Given request A :: Quote verbatim the passage of the park walks essay that opens with the words containing "But off these" and closes with "ground gets marshy.".

======== Selected text

Park Views
By markle
- 780 reads
Some routes become so familiar it’s hard to see them as they really are each time I walk them – every visit is overlaid by all the visits before. When I was a boy, a teenager, the idea that I would know three parks as well as I knew the Westlands ones would have been crazy. But for a time in London, a walk into “town” would include Hyde, Green and St James’ Parks – the stuff of TV pageantry to my younger self.
When I say “know”, I mean know the routes. In the Westlands, Newcastle-under-Lyme, where I spent my first 18 years, the way through the parks couldn’t be clearer. It’s broad, almost as wide as a road. Plants only encroach in cracks in the big concrete aggregate slabs – and through the trees are old they stand well back.
Generally it’s the same in the London parks, but sometimes feet have worn a way through the grass, or it’s just quicker to cut across. Why wouldn’t you? The main paths sweat with reflected heat, and joggers are always timing themselves along them, grim-eyed.
But off these routes it can get tricky. Take too many short cuts in Hyde Park and you’ll find yourself at the base of the Physical Energy sculpture yet again. In the Westlands, brambles and nettles fill the last few metres up to back garden fences. In places the ground gets marshy.
If you get off the bus from Oxford at Notting Hill Gate, the parks stretch out ahead. It’s no rural retreat, but it’s quite different from the London that runs along Bayswater to Marble Arch.
This is a place where dust settles, is not kicked up by wheels. A walk through in early summer is full of the rustle of leaf on leaf. For every stretch of short, scorched grass there’s a stand of longer stems, riffling. The white seed heads sway like decorations. There are squirrels, not as tame – or opportunistic – as those encountered later in St James’ Park, but still sleek and fed, their tails draped airily across the branches.

================
======== Entries shown

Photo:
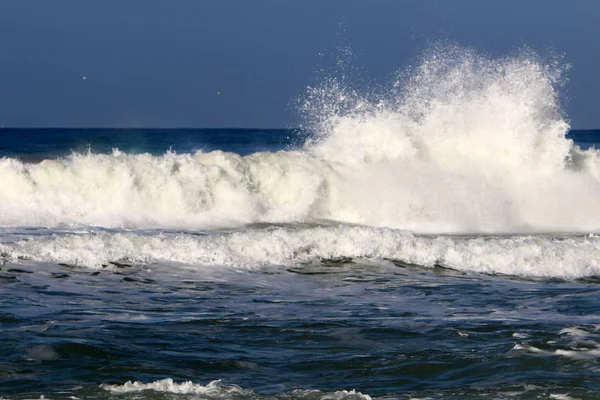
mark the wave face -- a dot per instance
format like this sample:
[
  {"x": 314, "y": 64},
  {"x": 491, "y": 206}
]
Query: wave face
[
  {"x": 461, "y": 144},
  {"x": 538, "y": 256}
]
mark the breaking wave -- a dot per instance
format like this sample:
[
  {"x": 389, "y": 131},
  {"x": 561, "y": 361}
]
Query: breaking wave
[{"x": 460, "y": 144}]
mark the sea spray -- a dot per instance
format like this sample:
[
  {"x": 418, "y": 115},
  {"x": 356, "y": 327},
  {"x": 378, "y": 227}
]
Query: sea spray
[{"x": 462, "y": 143}]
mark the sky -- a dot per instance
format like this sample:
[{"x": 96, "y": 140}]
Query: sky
[{"x": 152, "y": 63}]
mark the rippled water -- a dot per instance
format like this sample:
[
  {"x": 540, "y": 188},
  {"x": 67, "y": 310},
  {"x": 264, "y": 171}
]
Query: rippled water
[{"x": 385, "y": 329}]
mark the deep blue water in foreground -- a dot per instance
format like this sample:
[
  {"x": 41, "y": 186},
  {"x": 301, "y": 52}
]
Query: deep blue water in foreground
[{"x": 85, "y": 308}]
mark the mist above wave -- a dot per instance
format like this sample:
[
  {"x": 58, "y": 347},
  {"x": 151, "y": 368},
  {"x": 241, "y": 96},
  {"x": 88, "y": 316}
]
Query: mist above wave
[{"x": 460, "y": 143}]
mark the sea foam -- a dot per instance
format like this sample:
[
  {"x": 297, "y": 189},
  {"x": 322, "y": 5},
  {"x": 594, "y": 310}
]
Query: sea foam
[
  {"x": 527, "y": 256},
  {"x": 459, "y": 144}
]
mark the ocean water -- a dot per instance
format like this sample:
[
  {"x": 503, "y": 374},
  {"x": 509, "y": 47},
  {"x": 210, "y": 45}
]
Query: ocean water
[{"x": 434, "y": 240}]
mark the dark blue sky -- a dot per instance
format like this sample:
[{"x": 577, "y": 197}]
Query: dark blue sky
[{"x": 157, "y": 63}]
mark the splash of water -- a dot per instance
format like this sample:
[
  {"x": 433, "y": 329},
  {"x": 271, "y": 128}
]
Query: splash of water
[{"x": 461, "y": 143}]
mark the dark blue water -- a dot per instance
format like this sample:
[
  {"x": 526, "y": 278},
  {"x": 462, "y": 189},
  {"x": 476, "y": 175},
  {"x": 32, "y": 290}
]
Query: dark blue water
[{"x": 301, "y": 327}]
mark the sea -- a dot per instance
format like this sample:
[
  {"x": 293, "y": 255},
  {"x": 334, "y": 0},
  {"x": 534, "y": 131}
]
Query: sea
[{"x": 436, "y": 241}]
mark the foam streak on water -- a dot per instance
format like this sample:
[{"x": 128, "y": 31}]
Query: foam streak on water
[
  {"x": 465, "y": 144},
  {"x": 434, "y": 239}
]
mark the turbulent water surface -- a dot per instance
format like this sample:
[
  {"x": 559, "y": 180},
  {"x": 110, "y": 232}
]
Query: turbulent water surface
[{"x": 437, "y": 240}]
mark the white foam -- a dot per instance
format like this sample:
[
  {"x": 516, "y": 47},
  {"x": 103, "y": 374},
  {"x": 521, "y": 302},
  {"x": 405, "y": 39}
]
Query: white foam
[
  {"x": 462, "y": 144},
  {"x": 213, "y": 390},
  {"x": 528, "y": 256},
  {"x": 218, "y": 390}
]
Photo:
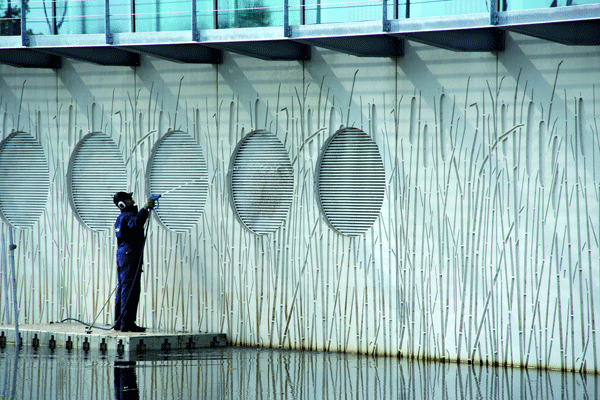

================

Given request B :: Present the records from the line containing "mark the turbulent" through the end of the records, both ends included, as a JSON list of strings with one string per line and blank lines omitted. Include only those lines, and leave the pictures out.

Exercise result A ::
But off these routes it can get tricky. Take too many short cuts in Hyde Park and you’ll find yourself at the base of the Physical Energy sculpture yet again. In the Westlands, brambles and nettles fill the last few metres up to back garden fences. In places the ground gets marshy.

Exercise result B ::
[
  "mark the turbulent water surface -- a dot per instance",
  "format like this sample:",
  "[",
  "  {\"x\": 559, \"y\": 180},",
  "  {\"x\": 110, \"y\": 232}",
  "]",
  "Query: turbulent water surface",
  "[{\"x\": 437, \"y\": 240}]",
  "mark the white foam -- a dot per instance",
  "format like this sample:",
  "[",
  "  {\"x\": 516, \"y\": 47},",
  "  {\"x\": 103, \"y\": 374},",
  "  {\"x\": 521, \"y\": 302},",
  "  {\"x\": 405, \"y\": 39}",
  "]",
  "Query: white foam",
  "[",
  "  {\"x\": 462, \"y\": 144},",
  "  {\"x\": 213, \"y\": 390},",
  "  {\"x\": 528, \"y\": 256},",
  "  {\"x\": 218, \"y\": 390}",
  "]",
  "Photo:"
]